Essential rules for AI privacy
Preventing your data and prompts from being harvested to retrain the model is actually fairly straightforward. Most public-facing chatbots include a setting you can simply turn off. For ChatGPT, all you need to do is go into your profile and switch off “improve the model for everyone.” That’s it — now ChatGPT won’t train on your data. And if you want to turn off the setting for only a single session, you can fire up a Temporary chat, which won’t store any data until you close that browser tab. Other AI tools have similar features.
Of course, changing a setting is something easily missed or forgotten, and it doesn’t help an organization since it’s impossible to manage. Luckily most software vendors that use AI do so via APIs, which means no data from any user interaction ever gets put in general training data. And if you build your own tools with the API (easier than you might think), the same rule applies. That said, the vendor will have its own privacy policy, separate from the AI’s, so be sure to vet that properly as well.

• _Aim of the exercise_:
Return the passage of the AI privacy text that begins at the words "Essential rules for" and stops after "have similar features.". The data that come next are separate from this text.

• _Provided records_:
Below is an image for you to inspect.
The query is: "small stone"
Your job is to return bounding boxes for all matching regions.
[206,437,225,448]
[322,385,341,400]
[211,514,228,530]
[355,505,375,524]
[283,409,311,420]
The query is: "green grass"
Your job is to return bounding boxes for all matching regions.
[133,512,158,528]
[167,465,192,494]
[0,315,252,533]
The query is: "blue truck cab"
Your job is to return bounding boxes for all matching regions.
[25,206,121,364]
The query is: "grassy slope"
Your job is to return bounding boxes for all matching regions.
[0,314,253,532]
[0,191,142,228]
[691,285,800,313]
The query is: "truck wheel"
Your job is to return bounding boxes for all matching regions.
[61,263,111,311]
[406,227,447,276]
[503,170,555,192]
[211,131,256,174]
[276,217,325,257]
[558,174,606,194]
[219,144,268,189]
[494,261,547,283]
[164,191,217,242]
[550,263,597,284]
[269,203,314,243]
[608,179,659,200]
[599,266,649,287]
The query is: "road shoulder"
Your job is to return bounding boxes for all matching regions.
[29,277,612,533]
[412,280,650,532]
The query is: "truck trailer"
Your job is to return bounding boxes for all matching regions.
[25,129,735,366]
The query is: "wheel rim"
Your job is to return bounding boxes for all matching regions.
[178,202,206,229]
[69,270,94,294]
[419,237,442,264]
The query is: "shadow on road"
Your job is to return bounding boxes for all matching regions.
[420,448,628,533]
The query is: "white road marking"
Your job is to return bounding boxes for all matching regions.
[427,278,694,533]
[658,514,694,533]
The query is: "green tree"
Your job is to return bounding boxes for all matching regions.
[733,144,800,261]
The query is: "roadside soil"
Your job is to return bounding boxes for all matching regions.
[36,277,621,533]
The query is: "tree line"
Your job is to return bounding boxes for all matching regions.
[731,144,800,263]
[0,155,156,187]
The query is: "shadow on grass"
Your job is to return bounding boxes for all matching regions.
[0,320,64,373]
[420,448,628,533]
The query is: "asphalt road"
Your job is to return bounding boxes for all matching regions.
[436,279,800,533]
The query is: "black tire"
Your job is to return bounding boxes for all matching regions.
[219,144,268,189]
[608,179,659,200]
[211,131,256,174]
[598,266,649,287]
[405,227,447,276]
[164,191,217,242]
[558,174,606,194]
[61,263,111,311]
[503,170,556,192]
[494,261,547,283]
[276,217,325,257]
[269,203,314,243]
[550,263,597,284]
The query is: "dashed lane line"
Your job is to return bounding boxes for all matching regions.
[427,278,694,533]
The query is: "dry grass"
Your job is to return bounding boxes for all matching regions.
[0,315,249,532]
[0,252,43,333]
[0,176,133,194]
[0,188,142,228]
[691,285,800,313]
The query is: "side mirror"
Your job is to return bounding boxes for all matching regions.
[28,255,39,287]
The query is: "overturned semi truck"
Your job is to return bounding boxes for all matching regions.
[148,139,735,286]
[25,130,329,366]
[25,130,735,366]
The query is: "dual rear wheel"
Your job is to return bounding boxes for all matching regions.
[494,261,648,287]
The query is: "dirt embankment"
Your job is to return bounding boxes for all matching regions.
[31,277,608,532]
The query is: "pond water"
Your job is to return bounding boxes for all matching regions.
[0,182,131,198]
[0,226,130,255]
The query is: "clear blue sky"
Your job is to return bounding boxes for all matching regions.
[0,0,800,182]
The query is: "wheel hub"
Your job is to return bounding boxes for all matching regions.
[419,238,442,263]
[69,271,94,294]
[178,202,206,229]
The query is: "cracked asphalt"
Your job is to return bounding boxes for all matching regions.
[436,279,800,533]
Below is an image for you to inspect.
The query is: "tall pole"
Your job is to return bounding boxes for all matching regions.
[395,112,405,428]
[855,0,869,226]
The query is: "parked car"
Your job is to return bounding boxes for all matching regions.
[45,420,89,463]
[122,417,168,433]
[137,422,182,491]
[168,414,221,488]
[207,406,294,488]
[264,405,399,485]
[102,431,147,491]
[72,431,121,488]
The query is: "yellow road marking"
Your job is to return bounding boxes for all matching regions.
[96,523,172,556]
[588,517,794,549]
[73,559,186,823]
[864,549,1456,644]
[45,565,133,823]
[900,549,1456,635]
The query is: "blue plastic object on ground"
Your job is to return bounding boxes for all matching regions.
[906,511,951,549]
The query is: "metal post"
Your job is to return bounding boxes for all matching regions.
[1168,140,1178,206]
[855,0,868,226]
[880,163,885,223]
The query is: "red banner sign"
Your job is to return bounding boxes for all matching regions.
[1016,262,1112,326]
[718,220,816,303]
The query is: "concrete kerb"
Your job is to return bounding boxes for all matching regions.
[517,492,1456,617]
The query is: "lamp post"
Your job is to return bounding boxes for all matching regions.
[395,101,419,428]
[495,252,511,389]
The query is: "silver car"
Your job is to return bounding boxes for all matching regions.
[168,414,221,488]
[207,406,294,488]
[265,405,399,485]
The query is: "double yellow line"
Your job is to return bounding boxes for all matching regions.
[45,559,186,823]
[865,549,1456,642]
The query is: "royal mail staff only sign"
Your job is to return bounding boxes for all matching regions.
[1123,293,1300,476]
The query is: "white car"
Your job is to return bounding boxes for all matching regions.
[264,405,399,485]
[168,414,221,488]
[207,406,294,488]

• _Completed exercise_:
Essential rules for AI privacy
Preventing your data and prompts from being harvested to retrain the model is actually fairly straightforward. Most public-facing chatbots include a setting you can simply turn off. For ChatGPT, all you need to do is go into your profile and switch off “improve the model for everyone.” That’s it — now ChatGPT won’t train on your data. And if you want to turn off the setting for only a single session, you can fire up a Temporary chat, which won’t store any data until you close that browser tab. Other AI tools have similar features.